** Aim of the task **
Look for "Would you be so kind as to point out the bare" in the records below, then copy that line and every line after it, exactly and with nothing added.

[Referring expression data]
******

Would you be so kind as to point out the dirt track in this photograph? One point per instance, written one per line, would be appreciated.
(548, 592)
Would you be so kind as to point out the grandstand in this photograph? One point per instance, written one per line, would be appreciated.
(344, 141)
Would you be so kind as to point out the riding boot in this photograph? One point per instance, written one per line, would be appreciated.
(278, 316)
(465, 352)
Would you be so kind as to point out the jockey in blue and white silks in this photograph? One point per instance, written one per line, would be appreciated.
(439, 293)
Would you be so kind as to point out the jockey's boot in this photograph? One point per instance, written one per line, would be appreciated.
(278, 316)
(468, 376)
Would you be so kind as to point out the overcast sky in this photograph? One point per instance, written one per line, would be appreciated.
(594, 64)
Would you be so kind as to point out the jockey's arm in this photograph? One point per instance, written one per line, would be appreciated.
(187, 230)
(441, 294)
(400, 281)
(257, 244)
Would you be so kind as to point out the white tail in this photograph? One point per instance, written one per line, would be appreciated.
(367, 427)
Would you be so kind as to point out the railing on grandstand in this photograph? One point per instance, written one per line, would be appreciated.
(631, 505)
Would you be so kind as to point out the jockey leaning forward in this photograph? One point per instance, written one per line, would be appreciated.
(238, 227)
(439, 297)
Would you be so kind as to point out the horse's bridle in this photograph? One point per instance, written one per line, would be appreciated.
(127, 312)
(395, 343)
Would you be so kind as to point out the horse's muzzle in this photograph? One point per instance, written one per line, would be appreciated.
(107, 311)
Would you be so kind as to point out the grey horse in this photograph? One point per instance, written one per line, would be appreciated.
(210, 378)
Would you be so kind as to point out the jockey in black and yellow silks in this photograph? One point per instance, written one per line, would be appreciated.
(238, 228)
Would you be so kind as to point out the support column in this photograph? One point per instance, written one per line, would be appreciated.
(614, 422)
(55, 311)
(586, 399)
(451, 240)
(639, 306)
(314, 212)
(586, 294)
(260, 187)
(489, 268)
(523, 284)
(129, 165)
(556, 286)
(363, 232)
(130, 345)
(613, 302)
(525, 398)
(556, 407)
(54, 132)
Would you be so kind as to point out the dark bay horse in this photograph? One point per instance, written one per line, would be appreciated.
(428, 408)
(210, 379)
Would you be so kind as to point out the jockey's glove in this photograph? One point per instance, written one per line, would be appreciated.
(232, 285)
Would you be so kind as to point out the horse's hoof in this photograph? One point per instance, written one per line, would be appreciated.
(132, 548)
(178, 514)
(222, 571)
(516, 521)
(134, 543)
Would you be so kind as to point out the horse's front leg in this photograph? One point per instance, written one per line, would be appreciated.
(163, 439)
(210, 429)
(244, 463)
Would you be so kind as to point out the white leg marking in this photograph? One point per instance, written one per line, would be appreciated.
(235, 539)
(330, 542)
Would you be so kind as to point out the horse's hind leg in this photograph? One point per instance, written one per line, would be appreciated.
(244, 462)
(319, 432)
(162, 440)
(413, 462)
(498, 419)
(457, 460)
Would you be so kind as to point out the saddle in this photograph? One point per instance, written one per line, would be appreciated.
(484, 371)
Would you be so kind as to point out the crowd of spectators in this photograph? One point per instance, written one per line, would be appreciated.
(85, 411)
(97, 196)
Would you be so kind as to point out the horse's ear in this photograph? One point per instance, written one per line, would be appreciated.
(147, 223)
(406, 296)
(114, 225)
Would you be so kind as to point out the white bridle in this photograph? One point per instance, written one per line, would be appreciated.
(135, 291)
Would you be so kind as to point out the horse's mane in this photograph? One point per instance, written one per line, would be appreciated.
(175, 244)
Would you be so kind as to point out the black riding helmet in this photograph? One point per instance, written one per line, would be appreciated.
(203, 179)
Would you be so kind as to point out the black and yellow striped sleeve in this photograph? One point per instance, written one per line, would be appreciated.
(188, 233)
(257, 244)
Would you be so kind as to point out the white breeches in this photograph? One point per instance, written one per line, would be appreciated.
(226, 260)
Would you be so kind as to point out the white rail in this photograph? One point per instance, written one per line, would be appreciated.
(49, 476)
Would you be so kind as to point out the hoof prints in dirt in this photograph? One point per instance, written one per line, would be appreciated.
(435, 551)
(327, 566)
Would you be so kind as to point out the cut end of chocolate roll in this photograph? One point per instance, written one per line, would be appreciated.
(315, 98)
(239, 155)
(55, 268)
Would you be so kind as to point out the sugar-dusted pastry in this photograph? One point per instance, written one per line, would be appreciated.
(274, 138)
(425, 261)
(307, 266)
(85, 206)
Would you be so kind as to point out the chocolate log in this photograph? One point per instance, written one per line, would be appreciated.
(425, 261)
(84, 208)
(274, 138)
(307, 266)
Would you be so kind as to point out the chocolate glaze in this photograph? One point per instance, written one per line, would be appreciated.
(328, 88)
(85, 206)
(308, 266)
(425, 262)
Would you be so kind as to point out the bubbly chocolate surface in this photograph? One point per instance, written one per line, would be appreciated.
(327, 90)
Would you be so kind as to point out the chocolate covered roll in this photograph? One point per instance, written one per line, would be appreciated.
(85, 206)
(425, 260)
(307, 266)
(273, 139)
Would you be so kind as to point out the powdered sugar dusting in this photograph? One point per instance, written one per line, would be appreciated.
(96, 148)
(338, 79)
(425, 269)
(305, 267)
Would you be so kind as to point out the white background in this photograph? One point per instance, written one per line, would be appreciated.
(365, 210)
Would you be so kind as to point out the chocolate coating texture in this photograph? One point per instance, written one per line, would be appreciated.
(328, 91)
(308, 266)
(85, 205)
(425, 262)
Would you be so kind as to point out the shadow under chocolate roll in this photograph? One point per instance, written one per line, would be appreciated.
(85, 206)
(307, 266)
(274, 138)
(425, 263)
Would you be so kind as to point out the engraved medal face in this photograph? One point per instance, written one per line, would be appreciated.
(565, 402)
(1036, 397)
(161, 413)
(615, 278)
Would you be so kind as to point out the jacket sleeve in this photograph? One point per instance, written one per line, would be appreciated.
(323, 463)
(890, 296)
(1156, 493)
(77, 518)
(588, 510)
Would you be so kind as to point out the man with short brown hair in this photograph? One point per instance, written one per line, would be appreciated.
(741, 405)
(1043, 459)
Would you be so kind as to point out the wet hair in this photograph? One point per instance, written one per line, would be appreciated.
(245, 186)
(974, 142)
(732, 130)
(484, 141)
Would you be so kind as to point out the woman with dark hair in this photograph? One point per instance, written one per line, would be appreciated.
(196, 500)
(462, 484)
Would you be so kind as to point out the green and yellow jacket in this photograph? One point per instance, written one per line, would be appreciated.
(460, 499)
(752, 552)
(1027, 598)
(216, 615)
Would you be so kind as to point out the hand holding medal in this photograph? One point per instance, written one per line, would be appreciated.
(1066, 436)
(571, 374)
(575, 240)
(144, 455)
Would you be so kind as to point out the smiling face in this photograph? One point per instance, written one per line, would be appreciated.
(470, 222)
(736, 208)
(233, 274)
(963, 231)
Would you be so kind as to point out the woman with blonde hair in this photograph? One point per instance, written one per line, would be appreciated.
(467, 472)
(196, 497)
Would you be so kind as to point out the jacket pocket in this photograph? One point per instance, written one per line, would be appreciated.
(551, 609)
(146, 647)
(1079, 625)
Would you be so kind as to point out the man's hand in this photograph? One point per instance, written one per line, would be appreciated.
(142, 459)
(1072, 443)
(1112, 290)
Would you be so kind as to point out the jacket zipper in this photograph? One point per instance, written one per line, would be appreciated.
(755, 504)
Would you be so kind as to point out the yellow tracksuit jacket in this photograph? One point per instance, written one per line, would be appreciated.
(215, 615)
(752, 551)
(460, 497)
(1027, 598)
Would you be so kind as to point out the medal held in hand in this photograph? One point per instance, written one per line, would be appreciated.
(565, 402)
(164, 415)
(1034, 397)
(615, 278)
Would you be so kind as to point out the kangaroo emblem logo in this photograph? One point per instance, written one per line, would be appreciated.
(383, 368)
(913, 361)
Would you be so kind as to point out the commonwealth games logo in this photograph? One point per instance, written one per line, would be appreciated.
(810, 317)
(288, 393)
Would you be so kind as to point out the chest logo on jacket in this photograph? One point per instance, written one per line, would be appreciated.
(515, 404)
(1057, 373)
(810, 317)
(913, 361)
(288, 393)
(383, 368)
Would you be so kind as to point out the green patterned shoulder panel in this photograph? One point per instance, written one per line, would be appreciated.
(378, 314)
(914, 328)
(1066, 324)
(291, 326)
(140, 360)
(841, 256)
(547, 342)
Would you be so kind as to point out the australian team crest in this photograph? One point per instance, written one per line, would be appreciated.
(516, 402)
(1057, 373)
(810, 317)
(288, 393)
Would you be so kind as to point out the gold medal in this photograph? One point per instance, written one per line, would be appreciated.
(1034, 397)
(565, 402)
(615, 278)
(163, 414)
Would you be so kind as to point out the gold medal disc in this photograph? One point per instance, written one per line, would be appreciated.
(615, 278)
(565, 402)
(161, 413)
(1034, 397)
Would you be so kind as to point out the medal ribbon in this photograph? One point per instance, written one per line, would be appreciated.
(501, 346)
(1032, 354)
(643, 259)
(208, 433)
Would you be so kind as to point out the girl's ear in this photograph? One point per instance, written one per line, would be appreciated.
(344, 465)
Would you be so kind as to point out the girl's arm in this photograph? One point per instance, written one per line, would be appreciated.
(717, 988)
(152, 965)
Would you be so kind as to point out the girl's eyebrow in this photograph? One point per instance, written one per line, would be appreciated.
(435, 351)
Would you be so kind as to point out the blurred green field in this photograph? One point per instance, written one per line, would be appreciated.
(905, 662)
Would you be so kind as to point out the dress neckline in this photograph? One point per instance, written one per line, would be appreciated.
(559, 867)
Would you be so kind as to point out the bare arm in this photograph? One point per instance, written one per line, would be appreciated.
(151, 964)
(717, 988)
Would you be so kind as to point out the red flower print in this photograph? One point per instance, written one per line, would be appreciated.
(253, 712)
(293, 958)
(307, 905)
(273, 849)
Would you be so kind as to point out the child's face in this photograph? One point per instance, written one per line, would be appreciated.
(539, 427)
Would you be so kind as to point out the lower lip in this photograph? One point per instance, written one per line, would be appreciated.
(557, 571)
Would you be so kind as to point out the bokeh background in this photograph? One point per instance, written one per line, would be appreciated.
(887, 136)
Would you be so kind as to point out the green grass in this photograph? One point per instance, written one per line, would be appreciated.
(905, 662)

******

** Task output **
Would you be so kind as to point out the bare arm in this photograph? One point per instance, written one per line, would be appreciated.
(151, 964)
(717, 988)
Would you be so kind as to point out the red flower print in this photograph? One point per instance, written one per line, would be appreciated.
(253, 712)
(293, 958)
(307, 905)
(273, 849)
Would you be so kind as to point out the child's face in this photograph? One point per instance, written one per line, would be appreciated.
(539, 427)
Would you be so kind as to point out the lower lip in this photograph? One point per instance, written one per line, would be appreciated.
(557, 571)
Would you be so kind as to point out the bokeh background in this photograph? One point per instance, written one per line, would be appreciated.
(887, 136)
Would you be so kind as to point out the green grass in this photograph? One point per instance, written one per line, would be appreciated.
(905, 662)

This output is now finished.